**Exercise set:**
A - According to the article on tort reform and health care spending, why is the $41 billion in projected savings only "a tiny drop in a very large ocean"? Answer in one to three sentences.
B - Rewrite the passage of the tort reform article starting at "Tort reform has" and ending at "on Feb. 25.", changing "Republicans" to "conservatives".

Tort reform has become a sort of all-purpose Republican cure for what ails the American health care system.
Indeed, long before GOP leaders acknowledged any need for health care reform, Republicans were pushing caps on damages in medical malpractice suits.
Now that a majority of Americans - 75 percent in a poll released Friday - see the need for health care reform, Republicans are trotting out damage caps as a way to control soaring health care spending. Their claim likely will get a prominent mention from GOP leaders at President Barack Obama's bipartisan health care summit on Feb. 25.
There might be good reasons to consider changes in how malpractice suits are handled. But the idea that tort reform would significantly slow, or even alter, the trajectory of U.S. health care spending is not among them.

The nonpartisan Congressional Budget Office recently estimated that tort reform could save $41 billion over the next decade, a figure now being touted by proponents.
To most of us, $41 billion is a lot of money. In the world of health care, it's a tiny drop in a very large ocean. Between now and 2019, annual health care spending will increase by $2 trillion. Not to $2 trillion. It will grow by $2 trillion, from $2.5 trillion to about $4.5 trillion.
The projected savings from capping malpractice awards works out to a 2 percent reduction in what we otherwise would spend.

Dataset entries
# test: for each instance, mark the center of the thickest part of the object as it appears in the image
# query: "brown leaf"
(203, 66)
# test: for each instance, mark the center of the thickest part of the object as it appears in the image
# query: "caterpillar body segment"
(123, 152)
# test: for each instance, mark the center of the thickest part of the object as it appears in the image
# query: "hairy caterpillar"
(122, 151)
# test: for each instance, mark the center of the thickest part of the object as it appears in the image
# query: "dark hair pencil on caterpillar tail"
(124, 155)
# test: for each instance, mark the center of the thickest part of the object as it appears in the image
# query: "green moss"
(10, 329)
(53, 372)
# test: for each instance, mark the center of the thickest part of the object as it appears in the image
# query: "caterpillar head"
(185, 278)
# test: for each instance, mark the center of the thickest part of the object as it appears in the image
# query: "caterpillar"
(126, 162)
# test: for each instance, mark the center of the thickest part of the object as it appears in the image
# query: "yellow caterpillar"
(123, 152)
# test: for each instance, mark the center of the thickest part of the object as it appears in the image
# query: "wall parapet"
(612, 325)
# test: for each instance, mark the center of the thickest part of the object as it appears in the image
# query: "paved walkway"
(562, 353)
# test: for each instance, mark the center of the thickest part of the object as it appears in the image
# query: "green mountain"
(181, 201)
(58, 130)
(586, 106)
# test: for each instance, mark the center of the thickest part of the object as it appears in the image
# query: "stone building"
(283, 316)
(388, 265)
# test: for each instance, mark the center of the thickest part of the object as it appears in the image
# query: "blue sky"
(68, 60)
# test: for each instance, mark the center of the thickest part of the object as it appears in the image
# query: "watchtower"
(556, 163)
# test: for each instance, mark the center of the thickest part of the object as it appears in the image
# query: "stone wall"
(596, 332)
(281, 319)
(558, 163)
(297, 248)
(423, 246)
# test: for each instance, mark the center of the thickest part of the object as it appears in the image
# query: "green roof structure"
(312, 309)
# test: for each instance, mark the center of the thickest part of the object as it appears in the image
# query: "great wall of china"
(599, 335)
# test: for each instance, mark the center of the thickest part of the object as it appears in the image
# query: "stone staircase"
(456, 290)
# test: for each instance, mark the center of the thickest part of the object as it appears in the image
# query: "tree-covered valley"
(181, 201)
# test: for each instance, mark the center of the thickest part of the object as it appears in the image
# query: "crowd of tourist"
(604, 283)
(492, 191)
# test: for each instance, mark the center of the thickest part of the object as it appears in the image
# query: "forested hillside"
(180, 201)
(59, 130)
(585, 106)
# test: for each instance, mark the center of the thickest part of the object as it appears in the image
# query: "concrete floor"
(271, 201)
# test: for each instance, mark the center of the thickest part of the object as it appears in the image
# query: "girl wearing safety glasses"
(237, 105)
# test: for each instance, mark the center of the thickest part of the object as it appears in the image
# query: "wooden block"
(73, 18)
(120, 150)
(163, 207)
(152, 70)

**Responses:**
A - Annual health care spending is projected to grow by $2 trillion between now and 2019, from $2.5 trillion to about $4.5 trillion. Against that, the savings from capping malpractice awards amount to only a 2 percent reduction in what would otherwise be spent.

B -
Tort reform has become a sort of all-purpose Republican cure for what ails the American health care system.
Indeed, long before GOP leaders acknowledged any need for health care reform, conservatives were pushing caps on damages in medical malpractice suits.
Now that a majority of Americans - 75 percent in a poll released Friday - see the need for health care reform, conservatives are trotting out damage caps as a way to control soaring health care spending. Their claim likely will get a prominent mention from GOP leaders at President Barack Obama's bipartisan health care summit on Feb. 25.